Class: Arachni::Spider

Inherits:

Object

Object
Arachni::Spider

show all

Includes:

UI::Output

Defined in:

lib/spider.rb

Overview

Spider class

Crawls the URL in opts[:url] and grabs the HTML code and headers.

@author: Anastasios “Zapotek” Laskos

                                     <tasos.laskos@gmail.com>
                                     <zapotek@segfault.gr>

@version: 0.1-pre

Instance Attribute Summary (collapse)

- (Proc) on_every_page_blocks readonly
Code block to be executed on each page.
- (Options) opts readonly
- (Array) sitemap readonly
Sitemap, array of links.

Instance Method Summary (collapse)

- (Spider) initialize(opts) constructor
Constructor
Instantiates Spider class with user options.
- (self) on_every_page(&block)
Hook for further analysis of pages, statistics etc.
- (Array) run(&block)
Runs the Spider and passes the url, html and headers Hash.

Methods included from UI::Output

#debug!, #debug?, #only_positives!, #only_positives?, #print_debug, #print_debug_backtrace, #print_debug_pp, #print_error, #print_info, #print_line, #print_ok, #print_status, #print_verbose, #verbose!, #verbose?

Constructor Details

- (Spider) initialize(opts)

Constructor
Instantiates Spider class with user options.

Parameters:

(Options) opts

# File 'lib/spider.rb', line 63

def initialize( opts )
    @opts = opts
    @anemone_opts = {
        :threads              =>  3,
        :discard_page_bodies  =>  false,
        :delay                =>  0,
        :obey_robots_txt      =>  false,
        :depth_limit          =>  false,
        :link_count_limit     =>  false,
        :redirect_limit       =>  false,
        :storage              =>  nil,
        :cookies              =>  nil,
        :accept_cookies       =>  true,
        :proxy_addr           =>  nil,
        :proxy_port           =>  nil,
        :proxy_user           =>  nil,
        :proxy_pass           =>  nil
    }

    hash_opts = @opts.to_h
    @anemone_opts.each_pair {
        |k, v|
        @anemone_opts[k] = hash_opts[k.to_s] if hash_opts[k.to_s]
    }
    
    @anemone_opts = @anemone_opts.merge( hash_opts )

_Material supplied_:
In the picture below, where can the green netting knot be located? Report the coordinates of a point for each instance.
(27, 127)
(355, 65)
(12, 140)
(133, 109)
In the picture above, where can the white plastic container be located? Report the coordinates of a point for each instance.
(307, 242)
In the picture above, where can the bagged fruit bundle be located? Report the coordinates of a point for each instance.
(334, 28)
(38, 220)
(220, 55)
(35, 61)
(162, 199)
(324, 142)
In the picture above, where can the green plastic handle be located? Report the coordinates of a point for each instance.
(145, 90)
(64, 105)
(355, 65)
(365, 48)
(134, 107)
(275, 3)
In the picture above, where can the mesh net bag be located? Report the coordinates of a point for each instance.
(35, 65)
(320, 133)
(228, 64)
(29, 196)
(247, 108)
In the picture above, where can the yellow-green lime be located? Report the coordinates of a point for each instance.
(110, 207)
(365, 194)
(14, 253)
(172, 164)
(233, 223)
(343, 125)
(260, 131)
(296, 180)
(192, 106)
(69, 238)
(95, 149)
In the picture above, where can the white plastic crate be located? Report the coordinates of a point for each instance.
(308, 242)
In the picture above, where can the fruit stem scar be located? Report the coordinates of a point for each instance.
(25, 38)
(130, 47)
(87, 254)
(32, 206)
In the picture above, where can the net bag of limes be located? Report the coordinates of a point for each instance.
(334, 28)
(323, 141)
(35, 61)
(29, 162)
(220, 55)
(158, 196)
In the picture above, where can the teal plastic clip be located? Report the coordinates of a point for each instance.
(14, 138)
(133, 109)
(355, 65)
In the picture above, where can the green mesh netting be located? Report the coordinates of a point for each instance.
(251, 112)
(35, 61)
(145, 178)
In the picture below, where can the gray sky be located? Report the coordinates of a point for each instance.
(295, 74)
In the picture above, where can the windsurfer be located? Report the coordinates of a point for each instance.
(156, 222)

---

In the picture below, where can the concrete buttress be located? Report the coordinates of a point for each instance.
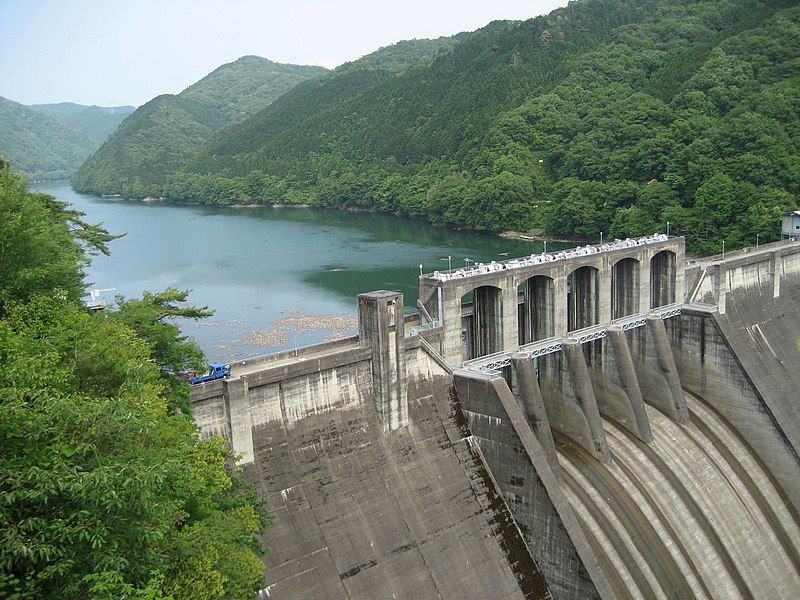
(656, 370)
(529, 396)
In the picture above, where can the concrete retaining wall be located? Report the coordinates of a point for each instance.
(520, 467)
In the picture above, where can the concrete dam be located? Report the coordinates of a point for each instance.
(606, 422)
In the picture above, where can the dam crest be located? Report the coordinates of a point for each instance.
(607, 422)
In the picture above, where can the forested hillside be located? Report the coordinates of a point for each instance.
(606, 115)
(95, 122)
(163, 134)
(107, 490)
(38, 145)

_Tasks to carry out_:
1) List every instance attribute named in the Instance Attribute Summary of the Arachni::Spider documentation.
2) In the Arachni::Spider documentation, what default value does the constructor assign to :threads in @anemone_opts?
3) Continue the Arachni::Spider documentation from its final line.
The rows have no connection to the Arachni::Spider documentation.

_The results_:
1) on_every_page_blocks, opts, sitemap

2) 3

3)
    
    @sitemap = []
    @on_every_page_blocks = []

    # if we have no 'include' patterns create one that will match
    # everything, like '.*'
    @opts.include =
        @opts.include.empty? ? [ Regexp.new( '.*' ) ] : @opts.include
end

Instance Attribute Details

- (Proc) on_every_page_blocks (readonly)

Code block to be executed on each page

Returns:

(Proc)



55
56
57

# File 'lib/spider.rb', line 55

def on_every_page_blocks
  @on_every_page_blocks
end

- (Options) opts (readonly)

Returns:

(Options)



41
42
43

# File 'lib/spider.rb', line 41

def opts
  @opts
end

- (Array) sitemap (readonly)

Sitemap, array of links

Returns:

(Array)



48
49
50

# File 'lib/spider.rb', line 48

def sitemap
  @sitemap
end

Instance Method Details

- (self) on_every_page(&block)

Hook for further analysis of pages, statistics etc.

Parameters:

(Proc) block —
code to be executed for every page

Returns:

(self)

# File 'lib/spider.rb', line 172

def on_every_page( &block )
    @on_every_page_blocks.push( block )
    self
end

- (Array) run(&block)

Runs the Spider and passes the url, html and headers Hash

Parameters:

(Proc) block —
a block expecting url, html, cookies

Returns:

(Array) —
array of links, a sitemap

# File 'lib/spider.rb', line 107

def run( &block )

    i = 1
    # start the crawl
    Anemone.crawl( @opts.url, @anemone_opts ) {
        |anemone|
        
        # apply 'exclude' patterns
        anemone.skip_links_like( @opts.exclude ) if @opts.exclude
        
        # apply 'include' patterns and grab matching pages
        # as they are discovered
        anemone.on_pages_like( @opts.include ) {
            |page|

            url = page.url.to_s
            
            # something went kaboom, tell the user and skip the page
            if page.error
                print_error( "[Error: " + (page.error.to_s) + "] " + url )
                print_debug_backtrace( page.error )
                next
            end

            # push the url in the sitemap
            @sitemap.push( url )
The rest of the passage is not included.